PASSAGE:
+++++
Tuesday, July 11, 2006

Solar Convergence

If there's one alternative energy sector to which I've given short shrift in this blog, it's solar power. That's not because I think it lacks great potential. Instead, I've generally focused on fuels issues, since they are in the news more frequently and seem more urgent. Absent large numbers of battery-electric cars or solar-generated hydrogen, solar power won't affect the transportation energy markets for many years. Despite this, I'm intrigued by the apparent increase in important developments in solar technology, at least as reported in the news sources I follow. They suggest the beginnings of a technology convergence that could make solar power at least as important as wind power within a few years.

Wind and solar power diverged, when wind technology improved to the point at which it became essentially competitive--given modest subsidies or incentives--with conventional alternatives for generating electricity, such as gas-fired turbines. Solar has progressed, too, but remains farther from this kind of commerciality, even though its price hurdle is less difficult than wind's: solar power need only compete with the retail electricity prices that businesses and consumers pay their local utilities for delivered power, while wind must compete at the tougher wholesale level, which typically affords less than half the retail price.
+++++
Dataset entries
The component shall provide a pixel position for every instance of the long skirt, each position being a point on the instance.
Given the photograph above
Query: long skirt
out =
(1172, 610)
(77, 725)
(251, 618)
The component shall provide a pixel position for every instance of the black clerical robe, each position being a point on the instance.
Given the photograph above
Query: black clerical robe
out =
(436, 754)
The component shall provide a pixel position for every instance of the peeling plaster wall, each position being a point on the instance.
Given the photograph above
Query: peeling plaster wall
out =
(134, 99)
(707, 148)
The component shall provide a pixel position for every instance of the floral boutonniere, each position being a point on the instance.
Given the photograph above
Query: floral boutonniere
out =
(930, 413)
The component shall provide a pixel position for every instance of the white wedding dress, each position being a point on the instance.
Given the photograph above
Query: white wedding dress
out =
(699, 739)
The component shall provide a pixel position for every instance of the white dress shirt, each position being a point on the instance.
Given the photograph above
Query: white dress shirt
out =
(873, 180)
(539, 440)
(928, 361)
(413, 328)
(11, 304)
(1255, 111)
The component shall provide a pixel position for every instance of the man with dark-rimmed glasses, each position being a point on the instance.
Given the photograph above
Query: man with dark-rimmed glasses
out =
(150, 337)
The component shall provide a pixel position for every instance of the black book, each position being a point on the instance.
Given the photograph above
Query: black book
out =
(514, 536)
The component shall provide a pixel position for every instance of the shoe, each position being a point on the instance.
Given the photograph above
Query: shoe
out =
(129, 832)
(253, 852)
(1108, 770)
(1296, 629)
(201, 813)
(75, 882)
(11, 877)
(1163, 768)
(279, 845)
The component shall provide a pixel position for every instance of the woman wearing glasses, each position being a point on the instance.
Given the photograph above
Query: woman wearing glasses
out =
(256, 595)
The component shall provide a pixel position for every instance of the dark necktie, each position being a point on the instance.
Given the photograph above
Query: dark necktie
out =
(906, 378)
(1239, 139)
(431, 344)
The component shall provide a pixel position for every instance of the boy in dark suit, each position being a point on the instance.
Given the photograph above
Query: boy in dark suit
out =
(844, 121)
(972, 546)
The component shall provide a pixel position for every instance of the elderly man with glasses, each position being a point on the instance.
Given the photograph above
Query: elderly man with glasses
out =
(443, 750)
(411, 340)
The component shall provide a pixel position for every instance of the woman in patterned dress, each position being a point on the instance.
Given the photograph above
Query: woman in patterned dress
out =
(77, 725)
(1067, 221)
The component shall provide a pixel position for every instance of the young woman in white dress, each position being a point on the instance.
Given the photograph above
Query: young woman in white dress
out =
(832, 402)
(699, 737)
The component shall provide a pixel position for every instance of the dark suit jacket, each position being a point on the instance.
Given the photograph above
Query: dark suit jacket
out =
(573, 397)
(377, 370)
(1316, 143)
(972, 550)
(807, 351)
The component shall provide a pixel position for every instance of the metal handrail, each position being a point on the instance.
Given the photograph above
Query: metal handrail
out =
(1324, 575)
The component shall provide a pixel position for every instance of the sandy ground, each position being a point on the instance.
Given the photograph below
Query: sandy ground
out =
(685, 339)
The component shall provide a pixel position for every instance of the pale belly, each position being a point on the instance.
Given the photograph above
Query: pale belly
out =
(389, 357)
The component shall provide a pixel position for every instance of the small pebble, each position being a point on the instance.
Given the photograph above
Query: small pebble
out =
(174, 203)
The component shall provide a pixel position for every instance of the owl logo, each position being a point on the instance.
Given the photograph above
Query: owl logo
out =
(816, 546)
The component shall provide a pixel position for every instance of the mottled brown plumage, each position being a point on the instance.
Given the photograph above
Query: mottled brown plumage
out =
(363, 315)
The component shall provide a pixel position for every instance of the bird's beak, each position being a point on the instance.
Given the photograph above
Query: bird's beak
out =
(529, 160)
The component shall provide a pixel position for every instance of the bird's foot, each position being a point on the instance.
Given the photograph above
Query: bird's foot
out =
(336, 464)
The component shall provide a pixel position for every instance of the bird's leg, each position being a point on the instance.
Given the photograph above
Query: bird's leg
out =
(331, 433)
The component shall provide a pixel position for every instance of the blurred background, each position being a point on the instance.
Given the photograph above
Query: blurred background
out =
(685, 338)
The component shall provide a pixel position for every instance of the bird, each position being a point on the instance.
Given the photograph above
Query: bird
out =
+++++
QUESTIONS:
1. From the solar power post, write out the text between "If there's one" and "a few years.", inclusive.
2. Condense the paragraph of the solar power post that begins "Wind and solar power diverged" into a shorter version that keeps its main facts.

RESPONSES IN ORDER:
1.
If there's one alternative energy sector to which I've given short shrift in this blog, it's solar power. That's not because I think it lacks great potential. Instead, I've generally focused on fuels issues, since they are in the news more frequently and seem more urgent. Absent large numbers of battery-electric cars or solar-generated hydrogen, solar power won't affect the transportation energy markets for many years. Despite this, I'm intrigued by the apparent increase in important developments in solar technology, at least as reported in the news sources I follow. They suggest the beginnings of a technology convergence that could make solar power at least as important as wind power within a few years.

2. Wind and solar power diverged when wind became roughly competitive with conventional generation such as gas-fired turbines, given modest subsidies or incentives. Solar has also progressed but remains farther from commerciality, even though its price hurdle is lower. Solar only has to compete with the retail prices that businesses and consumers pay local utilities. Wind must compete at the wholesale level, which typically pays less than half the retail price.